» **Work instructions**
Below is a set of entries. Print the line that contains "Can you see the fence" and every later line word for word, through the final one.

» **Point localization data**
== Segment start ==
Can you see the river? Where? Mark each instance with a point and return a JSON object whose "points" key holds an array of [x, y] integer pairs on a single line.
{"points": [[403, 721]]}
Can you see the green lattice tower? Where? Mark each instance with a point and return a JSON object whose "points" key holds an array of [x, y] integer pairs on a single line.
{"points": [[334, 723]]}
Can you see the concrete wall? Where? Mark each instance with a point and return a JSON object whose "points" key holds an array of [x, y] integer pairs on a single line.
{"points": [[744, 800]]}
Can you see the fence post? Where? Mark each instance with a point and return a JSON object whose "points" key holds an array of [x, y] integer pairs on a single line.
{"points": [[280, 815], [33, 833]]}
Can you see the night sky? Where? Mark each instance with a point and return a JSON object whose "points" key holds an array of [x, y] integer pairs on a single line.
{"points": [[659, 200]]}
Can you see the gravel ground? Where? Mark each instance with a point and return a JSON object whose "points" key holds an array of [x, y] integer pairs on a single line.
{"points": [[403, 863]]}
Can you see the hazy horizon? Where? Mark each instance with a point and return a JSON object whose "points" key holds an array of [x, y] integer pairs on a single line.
== Segment end ==
» **Expected output**
Can you see the fence post? Where? Mark each instance with a point and return a JSON object whose "points" key holds an array of [x, y] integer pairs on a single line.
{"points": [[280, 815], [33, 833]]}
Can you see the night sky? Where? Mark each instance with a point and return a JSON object whose "points" key holds an array of [x, y] integer pairs on a single line.
{"points": [[659, 200]]}
Can you see the gravel ground? Where? Mark each instance with a point and return a JSON object whose "points" key holds an array of [x, y] integer pairs on a single line.
{"points": [[403, 863]]}
Can you see the hazy horizon? Where? Mark each instance with a point and return a JSON object whose "points" key holds an array of [x, y] integer pairs on a single line.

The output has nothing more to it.